WRITTEN INSTRUCTION 1:
Does each statement agree with the design article below? (a) Walls that are too thick can form internal voids. (b) The rule of thumb is 1 degree of draft per 2 inches of cavity depth. (c) Limited draft can damage the mold. Answer yes or no for each, quoting the deciding words.
WRITTEN INSTRUCTION 2:
Copy everything in the design article below from "Injection Molding Mishaps" down to "on the chart.".
WRITTEN INSTRUCTION 3:
According to the design article below, what should you always check with the design team?

Begin PASSAGE

Avoiding Scary Bad Designs: 12 Things Not to Do
Usually, we like to write about best design practices to heed to help ensure your parts are perfection. In the spirit of all things spooky and Halloween-y, let’s cover some service line specific tips on “what not to do” to avoid downright scary bad parts. Having manufactured hundreds of thousands of parts each year, we’ve seen a few that have sent shivers down our spine! Here’s what to avoid.
Injection Molding Mishaps
Laying it on Thick
Wall thickness is a key consideration for molded parts. Walls that are too thick are prone to sink, warp, and form internal voids (pockets of air). Never fear though, we’ve got you covered. Adhering to our wall thickness guidelines will help avoid these issues. Note: Keep in mind, this is only a general rule as not all parts may have wall thicknesses at the high and low ends indicated on the chart.
RESIN | INCHES |
---|---|
ABS | 0.045 - 0.140 |
Acetal | 0.030 - 0.120 |
Acrylic | 0.025 - 0.500 |
Liquid Crystal Polymer | 0.030 - 0.120 |
Long-fiber reinforced plastics | 0.075 - 1.000 |
Nylon | 0.030 - 0.115 |
Polycarbonate | 0.040 - 0.150 |
Polyester | 0.025 - 0.125 |
Polyethylene | 0.030 - 0.200 |
Polypropylene Sulfide | 0.020 - 0.180 |
Polypropylene | 0.025 - 0.150 |
Polystyrene | 0.035 - 0.150 |
Polyurethane | 0.080 - 0.750 |
Not Implementing Draft and Radii
Draft and radii are vital to a properly designed injection-molded part. Draft helps a part release from a mold with less drag on the part's surface since the material shrinks onto the mold core. Limited draft requires an excessive amount of pressure on the ejection system. That may damage parts and possibly the mold. A good rule of thumb is to apply 1 degree of draft per 1 inch (25.4mm) of cavity depth, but that still may not be enough depending on the material selected and the mold's capabilities. Always check with our design team to ensure the draft you’re slating for your part is sufficient.

Draft helps a part release from a mold. Various degrees of draft are illustrated here.

End PASSAGE
Begin RECORDED DATA

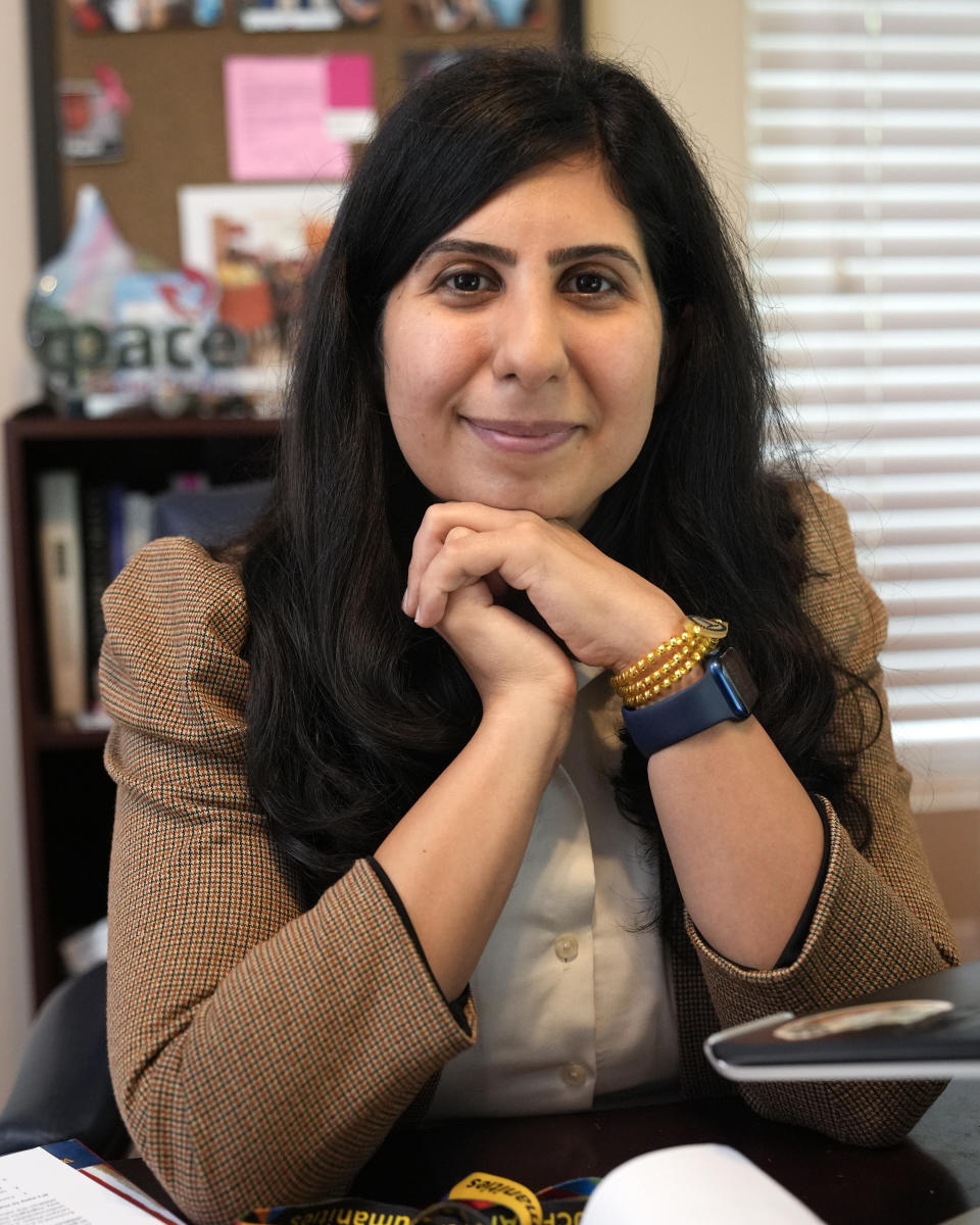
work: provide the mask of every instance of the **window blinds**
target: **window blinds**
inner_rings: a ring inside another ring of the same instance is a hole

End RECORDED DATA

TASK RESPONSE 1:
(a) Yes: "Walls that are too thick are prone to sink, warp, and form internal voids (pockets of air)."
(b) No: "A good rule of thumb is to apply 1 degree of draft per 1 inch (25.4mm) of cavity depth"
(c) Yes: "That may damage parts and possibly the mold."

TASK RESPONSE 2:
Injection Molding Mishaps
Laying it on Thick
Wall thickness is a key consideration for molded parts. Walls that are too thick are prone to sink, warp, and form internal voids (pockets of air). Never fear though, we’ve got you covered. Adhering to our wall thickness guidelines will help avoid these issues. Note: Keep in mind, this is only a general rule as not all parts may have wall thicknesses at the high and low ends indicated on the chart.

TASK RESPONSE 3:
Whether the draft slated for your part is sufficient.